── PROVIDED INFORMATION ──
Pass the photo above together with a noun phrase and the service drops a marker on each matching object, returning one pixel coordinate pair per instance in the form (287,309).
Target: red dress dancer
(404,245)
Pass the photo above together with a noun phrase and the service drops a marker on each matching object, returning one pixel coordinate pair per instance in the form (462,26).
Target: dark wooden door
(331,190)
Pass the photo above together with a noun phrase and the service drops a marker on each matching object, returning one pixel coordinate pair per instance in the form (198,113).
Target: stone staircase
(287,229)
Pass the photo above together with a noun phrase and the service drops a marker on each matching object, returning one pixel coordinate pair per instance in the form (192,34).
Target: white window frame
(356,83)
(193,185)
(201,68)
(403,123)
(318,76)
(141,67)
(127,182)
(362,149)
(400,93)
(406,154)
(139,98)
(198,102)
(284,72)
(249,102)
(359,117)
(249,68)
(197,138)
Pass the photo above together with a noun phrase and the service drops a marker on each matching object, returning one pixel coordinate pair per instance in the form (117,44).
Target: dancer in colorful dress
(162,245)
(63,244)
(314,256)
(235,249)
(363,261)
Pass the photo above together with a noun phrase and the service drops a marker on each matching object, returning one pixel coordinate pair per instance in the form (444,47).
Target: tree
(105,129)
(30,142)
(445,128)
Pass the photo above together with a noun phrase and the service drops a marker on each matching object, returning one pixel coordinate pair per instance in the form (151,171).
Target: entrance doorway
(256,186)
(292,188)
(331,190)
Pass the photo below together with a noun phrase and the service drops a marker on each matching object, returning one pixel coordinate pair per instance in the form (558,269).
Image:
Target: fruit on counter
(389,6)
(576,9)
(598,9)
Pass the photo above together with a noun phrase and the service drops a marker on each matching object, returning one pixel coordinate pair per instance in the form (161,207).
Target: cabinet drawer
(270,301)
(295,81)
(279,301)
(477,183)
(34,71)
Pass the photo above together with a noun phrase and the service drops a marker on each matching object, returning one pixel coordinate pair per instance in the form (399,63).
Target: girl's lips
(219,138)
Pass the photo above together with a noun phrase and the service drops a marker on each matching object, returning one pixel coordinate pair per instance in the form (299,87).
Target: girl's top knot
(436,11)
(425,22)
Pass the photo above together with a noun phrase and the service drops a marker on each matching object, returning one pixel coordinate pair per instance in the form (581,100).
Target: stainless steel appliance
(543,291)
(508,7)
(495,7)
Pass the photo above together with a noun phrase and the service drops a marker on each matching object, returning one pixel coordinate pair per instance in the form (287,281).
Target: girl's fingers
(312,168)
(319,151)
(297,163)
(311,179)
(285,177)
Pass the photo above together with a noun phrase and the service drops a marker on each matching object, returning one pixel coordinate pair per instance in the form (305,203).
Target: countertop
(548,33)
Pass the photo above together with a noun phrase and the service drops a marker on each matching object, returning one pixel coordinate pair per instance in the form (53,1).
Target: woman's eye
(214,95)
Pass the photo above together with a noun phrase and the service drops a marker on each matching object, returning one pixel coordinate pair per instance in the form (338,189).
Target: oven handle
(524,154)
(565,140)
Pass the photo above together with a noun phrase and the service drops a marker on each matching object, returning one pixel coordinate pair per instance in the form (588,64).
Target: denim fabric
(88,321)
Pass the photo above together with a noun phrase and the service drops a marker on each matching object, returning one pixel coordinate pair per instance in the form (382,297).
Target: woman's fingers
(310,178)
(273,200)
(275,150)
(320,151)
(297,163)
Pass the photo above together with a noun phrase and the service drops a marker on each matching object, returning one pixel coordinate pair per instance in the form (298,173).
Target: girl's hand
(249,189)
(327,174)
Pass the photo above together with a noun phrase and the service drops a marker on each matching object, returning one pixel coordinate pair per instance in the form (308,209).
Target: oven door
───
» TASK BRIEF:
Reproduce all the data word for word.

» TASK SOLUTION:
Pass the photo above together with a noun phrase and the service drops a marker on each matching object, returning one pixel coordinate pair per instance in the form (287,309).
Target: red dress dancer
(404,245)
Pass the photo above together with a noun phrase and the service drops a marker on each matching object, returning one pixel coordinate pair per instance in the form (462,26).
Target: dark wooden door
(331,190)
Pass the photo above together with a noun phrase and the service drops a marker on each matching object, returning one pixel coordinate pair per instance in the form (198,113).
Target: stone staircase
(287,229)
Pass the photo above together with a noun phrase and the service drops a marker on each matching object, returning one pixel coordinate pair per instance in the form (192,34).
Target: white window frame
(356,83)
(193,185)
(201,68)
(403,123)
(318,76)
(141,67)
(127,182)
(362,149)
(400,93)
(406,154)
(139,98)
(198,102)
(284,72)
(249,102)
(359,117)
(249,68)
(197,138)
Pass the photo above together with a noun phrase and the service drops a marker on each matching object, returning one pixel coordinate pair per instance in the form (117,44).
Target: dancer in colorful dress
(162,245)
(63,244)
(314,256)
(235,249)
(363,261)
Pass the photo above together with a noun phrase and the service drops a marker on each matching object, returning one pixel coordinate pair per instance in the form (444,47).
Target: tree
(105,129)
(30,142)
(445,128)
Pass the photo above together with a noun phrase and the service drops a marker on each matching object, returning one pixel coordinate pair per instance in the form (151,171).
Target: entrance doorway
(256,186)
(292,188)
(331,190)
Pass the photo below together with a noun phrase and the service drops a marker on each matching object, returning one pixel coordinate pair per instance in the form (558,269).
Image:
Target: fruit on counter
(389,6)
(576,9)
(598,9)
Pass the photo above together with a noun phrase and the service drops a marker on each matching object, returning one pixel coordinate pair per instance in the form (161,207).
Target: cabinet drawer
(270,301)
(295,81)
(279,301)
(477,183)
(34,71)
Pass the photo above together with a noun phrase and the service drops a marker on each matching object, returning one pixel coordinate pair per instance in the form (399,63).
Target: girl's lips
(219,138)
Pass the photo above together with a noun phrase and the service drops a marker on each matching object, returning one pixel coordinate pair per instance in the form (299,87).
Target: girl's top knot
(436,11)
(425,22)
Pass the photo above together with a noun phrase and the service drops a marker on each matching object, returning one pixel coordinate pair per instance in the form (581,100).
Target: stainless steel appliance
(543,291)
(508,7)
(495,7)
Pass the photo above together with a noun phrase and the service drops a marker on each matching object, returning one pixel coordinate pair per instance in the form (287,281).
Target: girl's fingers
(312,168)
(319,151)
(297,163)
(311,179)
(285,177)
Pass the photo above together with a noun phrase and the service drops a marker on each matching object, returning one pixel coordinate pair per instance in the form (305,203).
Target: countertop
(548,33)
Pass the photo above together with a noun phrase and the service drops a marker on each matching object, returning one pixel coordinate pair per instance in the form (53,1).
Target: woman's eye
(214,95)
Pass the photo above together with a noun phrase and the service drops a marker on each matching object, returning one pixel coordinate pair per instance in the form (338,189).
Target: oven handle
(524,154)
(565,140)
Pass the photo above together with a noun phrase and the service drops a marker on each matching object, returning one pixel coordinate pair per instance in the form (588,64).
Target: denim fabric
(88,321)
Pass the photo above together with a noun phrase and the service drops a marker on each matching object, returning one pixel coordinate pair per instance in the form (382,297).
Target: woman's fingers
(310,178)
(273,200)
(275,150)
(320,151)
(297,163)
Pass the photo above together with a noun phrase and the service drops a marker on each matching object, returning one pixel coordinate pair per instance in the form (298,173).
Target: girl's hand
(249,189)
(327,174)
Pass the photo above together with a noun phrase and the service drops a marker on each matching object, returning one pixel coordinate pair per instance in the form (308,209).
Target: oven door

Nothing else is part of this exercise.